EXERCISE DETAILS
Find each line in the material below that contains the string "lower" and copy those lines out in full.

** begin DATA ENTRIES **

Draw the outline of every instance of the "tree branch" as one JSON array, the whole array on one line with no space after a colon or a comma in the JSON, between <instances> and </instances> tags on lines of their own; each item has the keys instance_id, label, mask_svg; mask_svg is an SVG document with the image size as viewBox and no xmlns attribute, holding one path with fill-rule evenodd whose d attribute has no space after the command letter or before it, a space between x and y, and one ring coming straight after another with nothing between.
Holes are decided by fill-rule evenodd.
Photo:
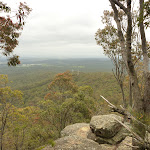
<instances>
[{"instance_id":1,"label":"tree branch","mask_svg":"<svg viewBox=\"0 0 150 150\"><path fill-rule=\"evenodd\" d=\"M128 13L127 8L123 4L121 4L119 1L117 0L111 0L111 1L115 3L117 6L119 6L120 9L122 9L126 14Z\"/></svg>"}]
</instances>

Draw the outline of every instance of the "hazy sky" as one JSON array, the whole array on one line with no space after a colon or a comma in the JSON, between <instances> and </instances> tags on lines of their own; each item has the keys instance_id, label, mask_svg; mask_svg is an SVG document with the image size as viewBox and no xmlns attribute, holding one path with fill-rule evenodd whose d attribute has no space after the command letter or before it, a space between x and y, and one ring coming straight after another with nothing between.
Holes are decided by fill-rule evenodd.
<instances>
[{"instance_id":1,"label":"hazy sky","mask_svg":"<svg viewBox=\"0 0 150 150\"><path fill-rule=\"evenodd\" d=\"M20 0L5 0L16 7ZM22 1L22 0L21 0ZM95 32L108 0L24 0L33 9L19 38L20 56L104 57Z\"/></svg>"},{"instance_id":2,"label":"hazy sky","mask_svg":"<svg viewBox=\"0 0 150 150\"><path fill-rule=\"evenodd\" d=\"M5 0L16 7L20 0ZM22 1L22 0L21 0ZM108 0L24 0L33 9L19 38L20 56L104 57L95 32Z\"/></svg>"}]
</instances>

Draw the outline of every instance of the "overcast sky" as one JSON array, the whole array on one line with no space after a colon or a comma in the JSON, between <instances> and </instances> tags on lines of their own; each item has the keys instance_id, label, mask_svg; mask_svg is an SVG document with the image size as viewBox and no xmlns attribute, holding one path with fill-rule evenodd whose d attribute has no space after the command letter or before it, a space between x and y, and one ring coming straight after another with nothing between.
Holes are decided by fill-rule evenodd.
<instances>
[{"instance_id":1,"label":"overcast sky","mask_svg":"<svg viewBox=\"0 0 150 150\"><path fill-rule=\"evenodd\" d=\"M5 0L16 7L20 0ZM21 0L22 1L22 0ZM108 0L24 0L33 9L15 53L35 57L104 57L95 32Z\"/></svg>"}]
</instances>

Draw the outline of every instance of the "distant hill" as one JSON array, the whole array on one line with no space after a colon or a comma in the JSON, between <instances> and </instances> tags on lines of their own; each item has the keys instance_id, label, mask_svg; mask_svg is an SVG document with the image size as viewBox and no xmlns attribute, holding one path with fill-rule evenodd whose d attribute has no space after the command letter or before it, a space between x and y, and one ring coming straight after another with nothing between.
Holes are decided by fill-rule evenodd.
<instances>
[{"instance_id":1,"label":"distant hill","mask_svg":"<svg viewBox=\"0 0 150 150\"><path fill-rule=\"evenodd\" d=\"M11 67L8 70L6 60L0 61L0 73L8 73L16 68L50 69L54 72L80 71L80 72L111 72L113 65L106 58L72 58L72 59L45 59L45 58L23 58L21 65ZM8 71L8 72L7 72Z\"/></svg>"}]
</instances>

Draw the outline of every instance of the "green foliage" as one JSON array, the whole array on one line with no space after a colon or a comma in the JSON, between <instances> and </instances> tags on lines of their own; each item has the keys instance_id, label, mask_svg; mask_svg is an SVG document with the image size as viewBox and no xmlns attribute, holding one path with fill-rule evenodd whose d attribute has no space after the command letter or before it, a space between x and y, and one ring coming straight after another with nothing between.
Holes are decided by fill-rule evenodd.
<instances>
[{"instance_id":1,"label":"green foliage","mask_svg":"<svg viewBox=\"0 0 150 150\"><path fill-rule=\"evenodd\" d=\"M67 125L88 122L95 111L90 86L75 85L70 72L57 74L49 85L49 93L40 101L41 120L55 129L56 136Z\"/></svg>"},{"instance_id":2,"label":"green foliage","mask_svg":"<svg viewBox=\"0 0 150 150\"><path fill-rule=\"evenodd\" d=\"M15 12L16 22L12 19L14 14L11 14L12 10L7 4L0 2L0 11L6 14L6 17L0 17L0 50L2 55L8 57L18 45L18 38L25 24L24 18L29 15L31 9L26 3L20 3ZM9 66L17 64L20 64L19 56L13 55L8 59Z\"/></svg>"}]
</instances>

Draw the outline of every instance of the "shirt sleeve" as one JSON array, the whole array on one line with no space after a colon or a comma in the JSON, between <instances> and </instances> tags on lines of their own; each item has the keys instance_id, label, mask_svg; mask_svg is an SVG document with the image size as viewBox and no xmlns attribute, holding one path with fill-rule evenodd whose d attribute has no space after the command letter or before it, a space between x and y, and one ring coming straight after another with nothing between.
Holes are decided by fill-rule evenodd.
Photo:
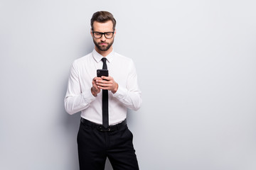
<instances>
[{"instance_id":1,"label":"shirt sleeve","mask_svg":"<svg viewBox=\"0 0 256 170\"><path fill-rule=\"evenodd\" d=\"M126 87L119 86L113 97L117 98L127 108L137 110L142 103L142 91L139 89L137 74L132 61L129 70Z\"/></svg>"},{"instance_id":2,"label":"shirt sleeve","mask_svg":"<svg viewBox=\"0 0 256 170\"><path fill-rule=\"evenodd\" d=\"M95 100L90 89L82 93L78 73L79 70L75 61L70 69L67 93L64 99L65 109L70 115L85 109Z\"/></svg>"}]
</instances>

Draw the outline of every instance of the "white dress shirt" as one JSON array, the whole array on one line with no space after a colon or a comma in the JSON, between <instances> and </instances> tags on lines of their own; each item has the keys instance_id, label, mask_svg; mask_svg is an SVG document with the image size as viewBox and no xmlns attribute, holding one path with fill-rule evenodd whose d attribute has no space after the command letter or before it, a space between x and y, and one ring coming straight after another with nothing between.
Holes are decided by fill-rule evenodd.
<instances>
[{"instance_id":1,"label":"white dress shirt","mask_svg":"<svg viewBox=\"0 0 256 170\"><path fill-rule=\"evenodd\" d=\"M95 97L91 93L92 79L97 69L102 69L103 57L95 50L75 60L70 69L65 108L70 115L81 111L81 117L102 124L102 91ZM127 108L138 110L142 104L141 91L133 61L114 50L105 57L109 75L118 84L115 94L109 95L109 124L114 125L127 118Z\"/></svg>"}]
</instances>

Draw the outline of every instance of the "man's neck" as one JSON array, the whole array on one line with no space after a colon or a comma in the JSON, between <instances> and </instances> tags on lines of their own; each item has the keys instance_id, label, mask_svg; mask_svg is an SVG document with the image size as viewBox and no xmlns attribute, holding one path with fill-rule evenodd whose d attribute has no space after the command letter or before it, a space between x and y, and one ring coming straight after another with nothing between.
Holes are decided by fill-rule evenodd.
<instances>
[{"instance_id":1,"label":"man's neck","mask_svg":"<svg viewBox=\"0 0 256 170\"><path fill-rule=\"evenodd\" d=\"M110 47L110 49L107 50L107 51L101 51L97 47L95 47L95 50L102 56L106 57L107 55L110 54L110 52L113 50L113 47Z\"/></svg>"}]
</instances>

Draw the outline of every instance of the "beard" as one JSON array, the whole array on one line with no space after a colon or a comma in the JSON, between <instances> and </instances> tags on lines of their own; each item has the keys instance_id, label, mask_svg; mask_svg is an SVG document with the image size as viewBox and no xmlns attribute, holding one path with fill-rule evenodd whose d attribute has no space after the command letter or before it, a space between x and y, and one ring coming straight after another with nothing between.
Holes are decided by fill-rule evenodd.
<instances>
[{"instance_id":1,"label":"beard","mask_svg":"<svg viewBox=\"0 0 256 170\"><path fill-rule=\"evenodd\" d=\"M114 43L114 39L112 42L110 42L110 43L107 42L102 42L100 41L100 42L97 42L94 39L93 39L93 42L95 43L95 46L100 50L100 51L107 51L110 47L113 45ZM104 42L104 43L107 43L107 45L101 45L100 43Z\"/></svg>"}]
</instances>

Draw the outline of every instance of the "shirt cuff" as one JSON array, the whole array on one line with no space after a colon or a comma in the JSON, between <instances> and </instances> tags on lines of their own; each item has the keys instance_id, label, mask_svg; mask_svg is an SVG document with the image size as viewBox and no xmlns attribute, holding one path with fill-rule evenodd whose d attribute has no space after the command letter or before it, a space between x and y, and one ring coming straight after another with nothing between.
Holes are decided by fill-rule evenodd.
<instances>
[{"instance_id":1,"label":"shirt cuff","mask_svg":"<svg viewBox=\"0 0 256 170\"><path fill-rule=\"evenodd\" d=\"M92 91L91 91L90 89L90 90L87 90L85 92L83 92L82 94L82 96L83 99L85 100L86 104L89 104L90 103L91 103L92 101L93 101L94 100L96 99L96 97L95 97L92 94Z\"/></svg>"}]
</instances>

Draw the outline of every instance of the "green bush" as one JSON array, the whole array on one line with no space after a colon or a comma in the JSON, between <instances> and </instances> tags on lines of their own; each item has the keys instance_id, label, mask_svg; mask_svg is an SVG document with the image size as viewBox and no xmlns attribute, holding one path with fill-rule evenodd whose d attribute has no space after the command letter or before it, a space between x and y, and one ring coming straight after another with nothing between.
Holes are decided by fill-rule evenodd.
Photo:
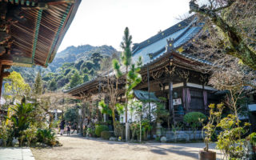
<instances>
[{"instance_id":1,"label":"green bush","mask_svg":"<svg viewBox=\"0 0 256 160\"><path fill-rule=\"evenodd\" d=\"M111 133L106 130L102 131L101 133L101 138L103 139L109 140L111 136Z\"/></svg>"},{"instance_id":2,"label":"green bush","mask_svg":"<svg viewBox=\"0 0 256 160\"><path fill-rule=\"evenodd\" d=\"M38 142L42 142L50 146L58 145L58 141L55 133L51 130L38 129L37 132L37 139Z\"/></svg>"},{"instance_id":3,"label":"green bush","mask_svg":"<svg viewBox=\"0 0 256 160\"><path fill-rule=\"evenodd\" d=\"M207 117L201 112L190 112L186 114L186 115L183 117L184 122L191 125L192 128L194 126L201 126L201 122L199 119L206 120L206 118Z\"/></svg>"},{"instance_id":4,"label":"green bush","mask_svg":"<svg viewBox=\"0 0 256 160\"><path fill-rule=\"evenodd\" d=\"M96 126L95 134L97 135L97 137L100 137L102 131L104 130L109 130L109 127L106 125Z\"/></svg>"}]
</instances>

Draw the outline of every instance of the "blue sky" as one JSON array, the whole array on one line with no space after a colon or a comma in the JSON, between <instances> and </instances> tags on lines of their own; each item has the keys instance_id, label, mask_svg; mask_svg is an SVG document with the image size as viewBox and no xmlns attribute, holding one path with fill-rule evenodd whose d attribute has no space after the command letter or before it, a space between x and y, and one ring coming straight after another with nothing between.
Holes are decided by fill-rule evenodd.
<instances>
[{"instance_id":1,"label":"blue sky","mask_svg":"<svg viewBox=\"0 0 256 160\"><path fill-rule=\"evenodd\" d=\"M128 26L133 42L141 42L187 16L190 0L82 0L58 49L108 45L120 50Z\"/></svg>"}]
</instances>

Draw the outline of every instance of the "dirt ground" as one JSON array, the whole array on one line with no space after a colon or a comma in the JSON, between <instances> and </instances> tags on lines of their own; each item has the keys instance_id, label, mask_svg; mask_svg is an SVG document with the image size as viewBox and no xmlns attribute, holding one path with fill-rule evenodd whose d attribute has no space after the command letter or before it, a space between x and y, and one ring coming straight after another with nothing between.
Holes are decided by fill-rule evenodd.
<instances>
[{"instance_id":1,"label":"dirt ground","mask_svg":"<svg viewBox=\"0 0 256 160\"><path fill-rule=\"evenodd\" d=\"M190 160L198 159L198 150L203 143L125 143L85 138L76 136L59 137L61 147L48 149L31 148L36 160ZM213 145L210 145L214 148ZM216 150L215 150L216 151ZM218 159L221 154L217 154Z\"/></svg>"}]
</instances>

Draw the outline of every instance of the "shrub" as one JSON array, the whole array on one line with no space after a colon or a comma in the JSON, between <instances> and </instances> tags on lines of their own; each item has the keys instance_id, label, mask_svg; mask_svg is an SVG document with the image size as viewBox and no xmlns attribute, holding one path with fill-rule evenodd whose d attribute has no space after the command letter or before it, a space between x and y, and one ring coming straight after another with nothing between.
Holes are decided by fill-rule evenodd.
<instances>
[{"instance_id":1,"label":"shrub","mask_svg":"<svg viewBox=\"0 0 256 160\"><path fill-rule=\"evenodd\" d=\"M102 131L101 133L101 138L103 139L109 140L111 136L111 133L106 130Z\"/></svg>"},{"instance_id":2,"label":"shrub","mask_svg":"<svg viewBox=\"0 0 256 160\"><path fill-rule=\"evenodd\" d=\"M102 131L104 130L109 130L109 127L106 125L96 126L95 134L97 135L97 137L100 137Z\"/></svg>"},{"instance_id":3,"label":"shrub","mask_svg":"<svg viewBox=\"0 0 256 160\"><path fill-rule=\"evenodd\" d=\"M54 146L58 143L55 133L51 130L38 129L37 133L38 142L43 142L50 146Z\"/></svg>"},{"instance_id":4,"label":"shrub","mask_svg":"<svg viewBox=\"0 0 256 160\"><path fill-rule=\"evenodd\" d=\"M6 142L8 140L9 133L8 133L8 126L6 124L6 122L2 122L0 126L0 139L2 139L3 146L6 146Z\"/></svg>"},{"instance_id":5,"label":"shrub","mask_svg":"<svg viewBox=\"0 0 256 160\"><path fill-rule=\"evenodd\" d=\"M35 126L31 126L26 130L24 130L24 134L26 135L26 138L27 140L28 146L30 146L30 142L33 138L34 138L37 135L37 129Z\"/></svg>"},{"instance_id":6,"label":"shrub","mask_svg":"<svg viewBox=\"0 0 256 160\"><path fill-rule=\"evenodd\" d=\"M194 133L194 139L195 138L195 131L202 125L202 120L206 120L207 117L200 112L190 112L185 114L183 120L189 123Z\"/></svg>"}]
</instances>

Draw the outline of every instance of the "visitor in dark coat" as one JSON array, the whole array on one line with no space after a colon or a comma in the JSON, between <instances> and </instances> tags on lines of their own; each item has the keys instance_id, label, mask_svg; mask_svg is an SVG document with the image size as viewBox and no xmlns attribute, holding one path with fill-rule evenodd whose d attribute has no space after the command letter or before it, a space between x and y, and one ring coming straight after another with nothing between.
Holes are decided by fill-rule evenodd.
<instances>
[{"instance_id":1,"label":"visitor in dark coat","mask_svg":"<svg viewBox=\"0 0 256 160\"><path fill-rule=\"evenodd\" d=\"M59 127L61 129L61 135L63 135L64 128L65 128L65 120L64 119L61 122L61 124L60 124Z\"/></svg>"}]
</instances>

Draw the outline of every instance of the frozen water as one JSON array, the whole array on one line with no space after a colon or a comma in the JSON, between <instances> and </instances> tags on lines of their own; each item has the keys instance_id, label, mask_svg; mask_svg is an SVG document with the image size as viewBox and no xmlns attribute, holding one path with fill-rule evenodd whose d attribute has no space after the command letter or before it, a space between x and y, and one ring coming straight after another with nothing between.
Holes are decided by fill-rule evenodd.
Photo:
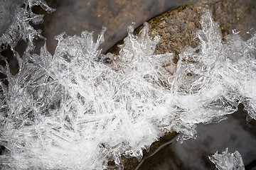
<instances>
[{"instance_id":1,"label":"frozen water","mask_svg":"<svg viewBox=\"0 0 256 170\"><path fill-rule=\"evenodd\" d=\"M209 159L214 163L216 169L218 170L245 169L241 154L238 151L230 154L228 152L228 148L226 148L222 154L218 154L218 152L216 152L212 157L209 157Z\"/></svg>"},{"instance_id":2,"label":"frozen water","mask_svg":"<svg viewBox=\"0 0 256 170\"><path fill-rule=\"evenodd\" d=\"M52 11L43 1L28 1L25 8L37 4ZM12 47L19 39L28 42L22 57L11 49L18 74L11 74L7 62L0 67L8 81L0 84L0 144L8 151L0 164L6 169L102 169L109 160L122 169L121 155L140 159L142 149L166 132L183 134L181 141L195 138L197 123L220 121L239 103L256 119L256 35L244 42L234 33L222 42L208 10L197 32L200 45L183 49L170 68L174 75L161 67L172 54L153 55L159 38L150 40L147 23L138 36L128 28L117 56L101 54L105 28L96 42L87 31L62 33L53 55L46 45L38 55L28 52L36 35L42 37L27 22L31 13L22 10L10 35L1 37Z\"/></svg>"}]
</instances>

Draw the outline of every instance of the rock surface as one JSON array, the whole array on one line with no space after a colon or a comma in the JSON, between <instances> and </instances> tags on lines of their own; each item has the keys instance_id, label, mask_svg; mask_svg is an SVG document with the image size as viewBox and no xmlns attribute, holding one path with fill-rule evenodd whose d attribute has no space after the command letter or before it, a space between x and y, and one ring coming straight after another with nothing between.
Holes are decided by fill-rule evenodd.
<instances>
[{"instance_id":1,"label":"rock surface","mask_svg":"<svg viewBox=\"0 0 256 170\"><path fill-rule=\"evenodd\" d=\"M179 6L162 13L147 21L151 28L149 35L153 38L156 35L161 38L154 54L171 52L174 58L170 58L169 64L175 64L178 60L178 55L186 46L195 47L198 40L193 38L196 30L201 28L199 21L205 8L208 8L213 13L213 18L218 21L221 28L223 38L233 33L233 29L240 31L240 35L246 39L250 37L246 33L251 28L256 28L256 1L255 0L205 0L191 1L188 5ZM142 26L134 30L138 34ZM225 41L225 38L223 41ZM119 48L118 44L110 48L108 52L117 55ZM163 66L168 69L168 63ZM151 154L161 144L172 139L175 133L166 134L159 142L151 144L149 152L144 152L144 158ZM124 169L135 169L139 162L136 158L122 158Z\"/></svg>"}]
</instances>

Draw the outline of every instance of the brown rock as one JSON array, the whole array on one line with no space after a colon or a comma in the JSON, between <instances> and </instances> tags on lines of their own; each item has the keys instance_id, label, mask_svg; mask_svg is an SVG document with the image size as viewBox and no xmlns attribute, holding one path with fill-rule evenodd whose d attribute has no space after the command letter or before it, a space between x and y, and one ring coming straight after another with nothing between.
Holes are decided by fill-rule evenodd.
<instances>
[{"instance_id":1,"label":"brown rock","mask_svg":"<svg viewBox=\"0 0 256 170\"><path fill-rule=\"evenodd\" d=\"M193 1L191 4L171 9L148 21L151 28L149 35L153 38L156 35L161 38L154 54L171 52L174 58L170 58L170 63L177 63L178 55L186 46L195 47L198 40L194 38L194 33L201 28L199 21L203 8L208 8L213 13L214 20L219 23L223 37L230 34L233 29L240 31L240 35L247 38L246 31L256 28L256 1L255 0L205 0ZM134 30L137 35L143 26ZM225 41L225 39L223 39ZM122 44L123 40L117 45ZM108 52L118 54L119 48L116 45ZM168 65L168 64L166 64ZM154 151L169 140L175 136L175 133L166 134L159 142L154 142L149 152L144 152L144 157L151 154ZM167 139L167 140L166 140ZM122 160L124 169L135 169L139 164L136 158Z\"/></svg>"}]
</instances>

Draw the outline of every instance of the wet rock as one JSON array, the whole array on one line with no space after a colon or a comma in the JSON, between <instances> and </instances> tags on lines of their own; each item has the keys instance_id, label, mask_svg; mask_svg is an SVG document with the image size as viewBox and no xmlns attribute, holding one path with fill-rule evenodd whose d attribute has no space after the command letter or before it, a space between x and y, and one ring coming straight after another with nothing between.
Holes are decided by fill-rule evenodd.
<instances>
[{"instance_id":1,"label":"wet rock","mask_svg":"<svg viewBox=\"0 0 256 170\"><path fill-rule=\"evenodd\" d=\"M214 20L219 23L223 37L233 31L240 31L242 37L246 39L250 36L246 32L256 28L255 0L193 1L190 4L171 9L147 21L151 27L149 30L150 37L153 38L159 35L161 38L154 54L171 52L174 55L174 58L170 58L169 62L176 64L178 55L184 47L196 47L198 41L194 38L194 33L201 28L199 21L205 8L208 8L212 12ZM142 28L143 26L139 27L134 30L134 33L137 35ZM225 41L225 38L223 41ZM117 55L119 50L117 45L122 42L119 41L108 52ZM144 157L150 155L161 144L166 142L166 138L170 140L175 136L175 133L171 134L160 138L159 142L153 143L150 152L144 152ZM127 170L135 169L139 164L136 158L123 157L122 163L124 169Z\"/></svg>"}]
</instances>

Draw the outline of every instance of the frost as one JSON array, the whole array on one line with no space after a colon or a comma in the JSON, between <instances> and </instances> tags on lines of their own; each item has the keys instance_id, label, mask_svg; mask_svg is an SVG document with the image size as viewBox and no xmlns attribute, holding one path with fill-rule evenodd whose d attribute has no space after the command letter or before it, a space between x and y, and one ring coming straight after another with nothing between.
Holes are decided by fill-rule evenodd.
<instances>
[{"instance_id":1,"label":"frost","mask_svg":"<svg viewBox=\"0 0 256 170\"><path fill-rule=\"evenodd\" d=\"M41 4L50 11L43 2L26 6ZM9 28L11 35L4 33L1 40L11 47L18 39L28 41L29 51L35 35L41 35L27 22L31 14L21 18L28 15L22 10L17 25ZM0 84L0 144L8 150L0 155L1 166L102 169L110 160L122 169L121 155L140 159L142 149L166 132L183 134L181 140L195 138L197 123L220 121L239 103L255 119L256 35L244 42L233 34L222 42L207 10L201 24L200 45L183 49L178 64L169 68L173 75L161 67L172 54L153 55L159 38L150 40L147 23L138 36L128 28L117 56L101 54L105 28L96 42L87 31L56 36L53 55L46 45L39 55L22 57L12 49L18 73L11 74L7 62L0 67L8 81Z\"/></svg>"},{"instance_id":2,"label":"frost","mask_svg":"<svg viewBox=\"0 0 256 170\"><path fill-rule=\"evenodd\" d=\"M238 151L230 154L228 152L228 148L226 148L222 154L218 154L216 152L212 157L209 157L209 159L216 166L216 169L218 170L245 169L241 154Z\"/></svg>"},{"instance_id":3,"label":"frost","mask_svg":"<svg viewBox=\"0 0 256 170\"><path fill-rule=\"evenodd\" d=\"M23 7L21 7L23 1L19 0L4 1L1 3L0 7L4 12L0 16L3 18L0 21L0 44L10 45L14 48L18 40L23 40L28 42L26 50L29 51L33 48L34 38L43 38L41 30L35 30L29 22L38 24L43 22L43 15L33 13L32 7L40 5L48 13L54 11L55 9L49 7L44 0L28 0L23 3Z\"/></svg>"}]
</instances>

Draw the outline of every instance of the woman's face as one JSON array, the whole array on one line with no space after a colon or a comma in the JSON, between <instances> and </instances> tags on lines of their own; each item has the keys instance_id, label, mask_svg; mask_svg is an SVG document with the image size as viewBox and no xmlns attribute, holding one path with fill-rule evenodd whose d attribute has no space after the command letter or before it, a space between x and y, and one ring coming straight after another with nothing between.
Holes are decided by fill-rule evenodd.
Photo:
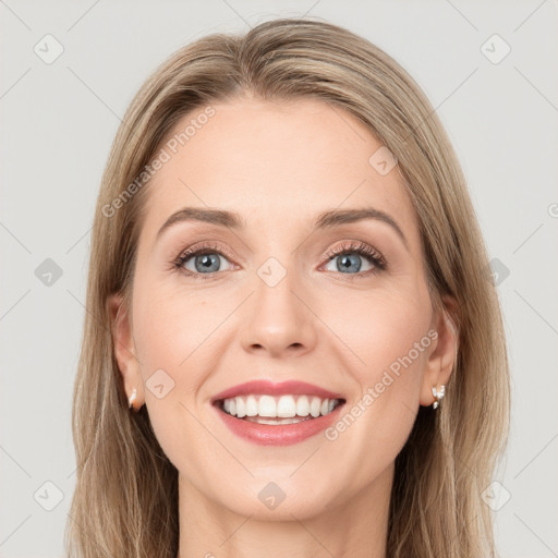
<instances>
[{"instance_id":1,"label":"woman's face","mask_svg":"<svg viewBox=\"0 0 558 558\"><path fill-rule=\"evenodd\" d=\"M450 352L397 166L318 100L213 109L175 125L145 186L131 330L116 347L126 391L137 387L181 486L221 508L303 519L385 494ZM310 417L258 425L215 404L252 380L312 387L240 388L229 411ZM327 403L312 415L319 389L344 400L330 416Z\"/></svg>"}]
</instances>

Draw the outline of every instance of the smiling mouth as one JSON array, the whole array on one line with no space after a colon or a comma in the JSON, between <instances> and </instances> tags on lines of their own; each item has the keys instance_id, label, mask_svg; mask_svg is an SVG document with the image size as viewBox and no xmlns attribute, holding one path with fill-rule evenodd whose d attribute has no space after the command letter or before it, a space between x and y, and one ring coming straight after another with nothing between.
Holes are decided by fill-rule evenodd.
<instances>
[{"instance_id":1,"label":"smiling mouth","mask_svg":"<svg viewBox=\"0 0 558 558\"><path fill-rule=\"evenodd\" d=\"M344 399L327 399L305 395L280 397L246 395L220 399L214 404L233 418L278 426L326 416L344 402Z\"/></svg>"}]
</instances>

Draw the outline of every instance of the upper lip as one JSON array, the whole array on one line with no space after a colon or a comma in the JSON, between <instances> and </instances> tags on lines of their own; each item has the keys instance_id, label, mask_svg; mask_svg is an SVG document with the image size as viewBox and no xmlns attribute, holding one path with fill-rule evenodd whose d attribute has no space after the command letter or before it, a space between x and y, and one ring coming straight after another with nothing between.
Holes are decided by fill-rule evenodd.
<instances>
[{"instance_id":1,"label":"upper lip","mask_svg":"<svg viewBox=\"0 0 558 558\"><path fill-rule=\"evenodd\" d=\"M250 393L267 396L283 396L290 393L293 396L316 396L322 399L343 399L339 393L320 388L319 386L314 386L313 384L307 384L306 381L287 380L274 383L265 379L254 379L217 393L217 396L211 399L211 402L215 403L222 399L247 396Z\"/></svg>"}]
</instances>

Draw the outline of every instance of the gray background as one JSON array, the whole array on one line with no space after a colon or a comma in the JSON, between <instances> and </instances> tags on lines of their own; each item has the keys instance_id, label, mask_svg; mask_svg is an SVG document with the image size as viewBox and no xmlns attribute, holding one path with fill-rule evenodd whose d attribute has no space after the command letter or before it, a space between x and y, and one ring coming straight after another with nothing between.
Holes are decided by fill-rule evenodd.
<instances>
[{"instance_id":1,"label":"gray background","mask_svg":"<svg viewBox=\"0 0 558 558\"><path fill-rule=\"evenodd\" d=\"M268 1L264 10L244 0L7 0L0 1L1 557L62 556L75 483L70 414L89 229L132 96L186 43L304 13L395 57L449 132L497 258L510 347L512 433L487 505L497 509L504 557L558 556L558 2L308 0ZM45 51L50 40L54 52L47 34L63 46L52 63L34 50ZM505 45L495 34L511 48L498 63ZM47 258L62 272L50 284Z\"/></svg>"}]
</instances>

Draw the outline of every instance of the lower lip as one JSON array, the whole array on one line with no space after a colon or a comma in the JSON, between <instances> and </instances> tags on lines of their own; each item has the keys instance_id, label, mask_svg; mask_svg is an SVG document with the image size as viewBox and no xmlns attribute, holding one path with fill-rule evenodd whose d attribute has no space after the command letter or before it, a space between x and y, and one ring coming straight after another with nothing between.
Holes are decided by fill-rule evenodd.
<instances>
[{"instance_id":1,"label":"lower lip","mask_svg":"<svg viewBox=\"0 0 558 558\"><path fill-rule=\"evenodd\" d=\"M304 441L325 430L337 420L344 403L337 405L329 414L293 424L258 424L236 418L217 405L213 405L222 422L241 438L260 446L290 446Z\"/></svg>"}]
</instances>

** end DATA ENTRIES **

EXERCISE RESULT
Draw the outline of every instance of the lower lip as one JSON array, the whole array on one line with no space after a colon or a comma in the JSON, between <instances> and </instances> tags on lines of their own; each item has the keys instance_id, label, mask_svg; mask_svg is an SVG document with the image size as viewBox and no xmlns attribute, holding one path with fill-rule evenodd whose d attribute has no space after the command letter or before it, a space between x and y, and one ring coming straight after another with nothing between.
[{"instance_id":1,"label":"lower lip","mask_svg":"<svg viewBox=\"0 0 558 558\"><path fill-rule=\"evenodd\" d=\"M304 441L325 430L337 420L344 403L337 405L329 414L293 424L258 424L236 418L217 405L213 405L222 422L241 438L260 446L290 446Z\"/></svg>"}]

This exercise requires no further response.